*WHAT YOU NEED TO DO:* Select every line below containing the word "spectator".

AVAILABLE DATA Start Marker

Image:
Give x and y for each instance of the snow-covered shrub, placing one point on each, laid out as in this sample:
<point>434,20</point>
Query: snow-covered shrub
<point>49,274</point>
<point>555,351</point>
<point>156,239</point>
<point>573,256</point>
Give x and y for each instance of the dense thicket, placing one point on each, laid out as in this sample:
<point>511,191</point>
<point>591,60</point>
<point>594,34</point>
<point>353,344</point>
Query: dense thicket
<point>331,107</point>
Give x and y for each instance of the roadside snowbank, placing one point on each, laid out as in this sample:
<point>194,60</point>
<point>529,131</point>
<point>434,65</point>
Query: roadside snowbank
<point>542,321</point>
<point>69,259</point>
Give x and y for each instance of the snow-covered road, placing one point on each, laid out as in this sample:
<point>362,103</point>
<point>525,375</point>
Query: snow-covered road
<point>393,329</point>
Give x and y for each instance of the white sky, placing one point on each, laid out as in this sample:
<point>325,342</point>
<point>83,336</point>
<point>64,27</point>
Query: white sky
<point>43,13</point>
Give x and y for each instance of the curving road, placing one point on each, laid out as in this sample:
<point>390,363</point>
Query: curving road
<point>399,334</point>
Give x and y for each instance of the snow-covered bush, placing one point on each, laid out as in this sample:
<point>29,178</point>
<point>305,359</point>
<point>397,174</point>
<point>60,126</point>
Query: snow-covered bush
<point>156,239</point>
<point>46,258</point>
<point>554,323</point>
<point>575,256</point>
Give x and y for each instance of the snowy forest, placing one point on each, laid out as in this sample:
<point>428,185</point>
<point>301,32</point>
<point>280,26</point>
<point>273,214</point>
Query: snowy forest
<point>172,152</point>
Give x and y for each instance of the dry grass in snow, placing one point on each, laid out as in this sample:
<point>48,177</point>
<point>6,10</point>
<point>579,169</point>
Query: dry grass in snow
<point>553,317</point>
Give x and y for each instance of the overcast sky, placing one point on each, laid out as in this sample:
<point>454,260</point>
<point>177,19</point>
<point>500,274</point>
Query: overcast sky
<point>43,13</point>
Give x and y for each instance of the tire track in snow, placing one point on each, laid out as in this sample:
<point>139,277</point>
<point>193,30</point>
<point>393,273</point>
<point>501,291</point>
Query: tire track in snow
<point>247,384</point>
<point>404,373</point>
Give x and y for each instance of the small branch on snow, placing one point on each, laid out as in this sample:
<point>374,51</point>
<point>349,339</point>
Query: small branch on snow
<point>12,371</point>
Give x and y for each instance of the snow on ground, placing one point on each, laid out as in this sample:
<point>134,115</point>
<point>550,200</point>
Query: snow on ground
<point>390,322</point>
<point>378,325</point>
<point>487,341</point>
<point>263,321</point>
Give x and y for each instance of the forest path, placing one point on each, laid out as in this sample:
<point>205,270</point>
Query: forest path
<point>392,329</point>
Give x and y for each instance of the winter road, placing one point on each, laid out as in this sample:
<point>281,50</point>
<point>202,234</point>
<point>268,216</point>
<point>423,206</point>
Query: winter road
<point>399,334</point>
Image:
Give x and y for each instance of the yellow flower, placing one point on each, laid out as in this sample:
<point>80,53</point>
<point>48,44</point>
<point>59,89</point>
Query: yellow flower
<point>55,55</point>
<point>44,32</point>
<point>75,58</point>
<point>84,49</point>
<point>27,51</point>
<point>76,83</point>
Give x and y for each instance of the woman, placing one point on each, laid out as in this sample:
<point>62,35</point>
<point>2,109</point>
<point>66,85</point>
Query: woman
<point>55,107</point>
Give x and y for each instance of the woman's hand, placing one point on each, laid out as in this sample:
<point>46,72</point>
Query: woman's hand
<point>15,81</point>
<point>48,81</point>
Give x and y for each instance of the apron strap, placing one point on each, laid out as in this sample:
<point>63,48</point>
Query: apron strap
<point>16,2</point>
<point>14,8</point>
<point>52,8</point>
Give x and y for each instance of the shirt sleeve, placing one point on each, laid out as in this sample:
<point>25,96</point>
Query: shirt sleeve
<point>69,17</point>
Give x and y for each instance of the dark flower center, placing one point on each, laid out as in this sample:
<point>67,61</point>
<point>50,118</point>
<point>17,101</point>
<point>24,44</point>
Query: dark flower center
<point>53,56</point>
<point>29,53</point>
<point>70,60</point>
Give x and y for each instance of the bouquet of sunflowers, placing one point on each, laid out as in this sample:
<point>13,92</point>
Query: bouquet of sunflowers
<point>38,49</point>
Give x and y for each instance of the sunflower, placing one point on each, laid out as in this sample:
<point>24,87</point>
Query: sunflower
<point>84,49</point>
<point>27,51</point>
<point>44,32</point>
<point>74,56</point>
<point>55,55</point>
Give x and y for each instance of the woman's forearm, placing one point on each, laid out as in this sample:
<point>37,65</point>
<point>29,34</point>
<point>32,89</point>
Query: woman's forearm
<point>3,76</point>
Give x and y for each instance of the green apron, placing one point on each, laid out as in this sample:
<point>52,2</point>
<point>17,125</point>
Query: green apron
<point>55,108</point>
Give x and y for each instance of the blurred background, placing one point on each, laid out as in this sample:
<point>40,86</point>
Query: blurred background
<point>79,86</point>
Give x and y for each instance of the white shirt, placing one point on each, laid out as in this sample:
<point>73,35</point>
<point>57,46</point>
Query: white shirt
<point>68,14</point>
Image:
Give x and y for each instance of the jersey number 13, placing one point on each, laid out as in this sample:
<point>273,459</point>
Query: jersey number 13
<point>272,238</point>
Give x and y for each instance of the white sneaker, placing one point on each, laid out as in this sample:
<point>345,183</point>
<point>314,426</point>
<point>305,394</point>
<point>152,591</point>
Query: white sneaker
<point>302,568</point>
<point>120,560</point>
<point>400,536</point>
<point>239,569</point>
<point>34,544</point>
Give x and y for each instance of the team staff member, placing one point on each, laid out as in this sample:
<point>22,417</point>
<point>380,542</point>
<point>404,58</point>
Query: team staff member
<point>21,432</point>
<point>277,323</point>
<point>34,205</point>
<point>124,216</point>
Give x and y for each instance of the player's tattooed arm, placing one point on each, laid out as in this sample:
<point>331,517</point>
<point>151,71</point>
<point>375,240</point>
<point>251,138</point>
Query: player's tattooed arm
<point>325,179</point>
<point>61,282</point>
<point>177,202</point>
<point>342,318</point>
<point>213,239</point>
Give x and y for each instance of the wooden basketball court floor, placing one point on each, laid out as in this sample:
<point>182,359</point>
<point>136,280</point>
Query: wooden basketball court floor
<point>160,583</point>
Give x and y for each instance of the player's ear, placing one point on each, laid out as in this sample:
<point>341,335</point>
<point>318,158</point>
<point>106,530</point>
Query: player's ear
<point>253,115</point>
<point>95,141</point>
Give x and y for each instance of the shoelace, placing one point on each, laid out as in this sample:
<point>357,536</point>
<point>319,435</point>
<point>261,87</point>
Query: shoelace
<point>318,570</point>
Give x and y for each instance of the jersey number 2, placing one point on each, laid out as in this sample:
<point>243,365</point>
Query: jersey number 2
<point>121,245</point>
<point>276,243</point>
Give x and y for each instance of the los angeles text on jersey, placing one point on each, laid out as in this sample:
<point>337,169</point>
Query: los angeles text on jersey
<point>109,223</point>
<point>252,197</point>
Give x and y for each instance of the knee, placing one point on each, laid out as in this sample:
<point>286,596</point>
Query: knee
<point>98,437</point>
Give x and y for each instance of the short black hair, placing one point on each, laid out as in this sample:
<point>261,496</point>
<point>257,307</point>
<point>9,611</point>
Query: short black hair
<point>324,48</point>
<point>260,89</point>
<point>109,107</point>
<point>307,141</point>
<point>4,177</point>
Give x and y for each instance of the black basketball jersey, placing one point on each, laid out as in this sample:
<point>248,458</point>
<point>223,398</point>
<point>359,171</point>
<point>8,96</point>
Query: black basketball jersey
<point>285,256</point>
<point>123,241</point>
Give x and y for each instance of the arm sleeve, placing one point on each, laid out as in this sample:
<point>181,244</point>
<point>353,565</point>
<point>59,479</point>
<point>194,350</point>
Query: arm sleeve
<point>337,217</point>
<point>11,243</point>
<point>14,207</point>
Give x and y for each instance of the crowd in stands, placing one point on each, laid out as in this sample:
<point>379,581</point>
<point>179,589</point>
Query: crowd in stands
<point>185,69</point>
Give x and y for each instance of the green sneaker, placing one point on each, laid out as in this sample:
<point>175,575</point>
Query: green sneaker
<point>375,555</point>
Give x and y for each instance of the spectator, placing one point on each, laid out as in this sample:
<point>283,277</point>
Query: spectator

AVAILABLE DATA End Marker

*THE COMPLETED TASK:*
Give x and y for each instance of the spectator, placing one point on each, laid out as in this sample:
Query: spectator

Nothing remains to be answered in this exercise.